::: EXTRACTED ENTRIES :::
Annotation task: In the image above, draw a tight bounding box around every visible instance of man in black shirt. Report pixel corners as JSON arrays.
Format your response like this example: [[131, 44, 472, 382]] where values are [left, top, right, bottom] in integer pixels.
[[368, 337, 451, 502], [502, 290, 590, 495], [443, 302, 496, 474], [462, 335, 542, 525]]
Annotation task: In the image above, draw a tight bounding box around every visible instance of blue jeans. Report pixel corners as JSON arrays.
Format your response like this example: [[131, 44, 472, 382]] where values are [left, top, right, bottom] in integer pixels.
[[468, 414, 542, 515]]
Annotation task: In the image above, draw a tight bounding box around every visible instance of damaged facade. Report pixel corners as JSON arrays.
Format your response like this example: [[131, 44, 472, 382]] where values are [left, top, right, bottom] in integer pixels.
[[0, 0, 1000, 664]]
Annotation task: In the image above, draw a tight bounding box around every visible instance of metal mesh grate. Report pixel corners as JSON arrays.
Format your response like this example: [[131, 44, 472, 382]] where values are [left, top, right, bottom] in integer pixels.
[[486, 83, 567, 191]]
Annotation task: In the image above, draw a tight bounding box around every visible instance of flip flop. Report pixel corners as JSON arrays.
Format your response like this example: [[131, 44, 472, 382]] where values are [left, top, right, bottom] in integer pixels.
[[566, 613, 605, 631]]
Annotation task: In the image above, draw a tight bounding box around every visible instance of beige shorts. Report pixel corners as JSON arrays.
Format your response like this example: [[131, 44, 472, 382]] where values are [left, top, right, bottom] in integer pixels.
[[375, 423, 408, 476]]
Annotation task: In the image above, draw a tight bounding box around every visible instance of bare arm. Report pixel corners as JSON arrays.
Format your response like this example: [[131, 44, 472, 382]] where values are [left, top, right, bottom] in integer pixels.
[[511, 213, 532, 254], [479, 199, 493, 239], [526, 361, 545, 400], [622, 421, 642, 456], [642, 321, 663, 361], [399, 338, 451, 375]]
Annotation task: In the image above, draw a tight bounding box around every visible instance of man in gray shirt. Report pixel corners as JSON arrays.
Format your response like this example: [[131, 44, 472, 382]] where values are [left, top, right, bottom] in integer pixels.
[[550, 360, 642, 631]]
:::
> [SHORT EXERCISE] Render every line of the records above as a Markdown table with two columns, Number and Line. Number the lines in order and skip any blank lines.

> [OUTPUT OF THE EXERCISE]
| Number | Line |
|---|---|
| 1 | Annotation task: In the image above, draw a tight bounding box around every visible instance of man in black shirt. Report pixel corners as JSON arrays. |
| 2 | Format your response like this example: [[131, 44, 472, 382]] where values are [left, top, right, bottom] in integer pixels. |
| 3 | [[368, 337, 451, 502], [502, 290, 590, 495], [443, 302, 496, 474], [462, 335, 542, 525]] |
| 4 | Annotation task: In the image above, draw a tight bounding box around every visible instance of blue jeans. Report pixel corners as JSON arrays. |
| 5 | Format your response like this example: [[131, 44, 472, 382]] where values are [left, top, right, bottom] in integer pixels. |
| 6 | [[468, 414, 542, 515]] |
| 7 | Annotation task: In the image above, draw a tight bounding box around every visible instance of damaged facade. Report pixel corners as JSON arrays. |
| 8 | Format your response like this example: [[131, 44, 472, 382]] where values are [left, top, right, bottom] in integer pixels. |
| 9 | [[0, 0, 1000, 664]] |
| 10 | Annotation task: In the image above, draw a tight bounding box around every visible instance of metal mesh grate. Report pixel corners as JSON arrays. |
| 11 | Format your response like this example: [[131, 44, 472, 382]] where values are [left, top, right, bottom] in integer pixels. |
| 12 | [[486, 83, 567, 191]] |
| 13 | Annotation task: In the image above, draw a tight bounding box around every visible instance of flip flop. Report pixel corners as JSON arrays. |
| 14 | Format your response like this example: [[131, 44, 472, 382]] where values are [left, top, right, bottom] in integer pixels. |
| 15 | [[566, 613, 605, 631]] |
| 16 | Annotation task: In the image above, draw a tight bounding box around every visible instance of beige shorts. Report pixel corners as JSON arrays. |
| 17 | Format your response like this example: [[131, 44, 472, 382]] where values are [left, top, right, bottom] in integer pixels. |
| 18 | [[375, 423, 408, 476]] |
| 19 | Annotation task: In the image above, draw a tight bounding box around every visible instance of bare arm. Report pixel corners as JSON arrays. |
| 20 | Format your response like this example: [[131, 44, 472, 382]] where values are [left, top, right, bottom] in integer pixels. |
| 21 | [[511, 213, 532, 254], [479, 199, 493, 239], [526, 361, 545, 400], [622, 421, 642, 456], [642, 321, 663, 361], [399, 338, 451, 375]] |
| 22 | Annotation task: In the image above, draw a tight bounding box around every visible instance of man in gray shirt. Report pixel corners as JSON arrays. |
| 23 | Format your response like this example: [[131, 44, 472, 382]] where values are [left, top, right, bottom] in integer pixels. |
| 24 | [[550, 360, 642, 631]] |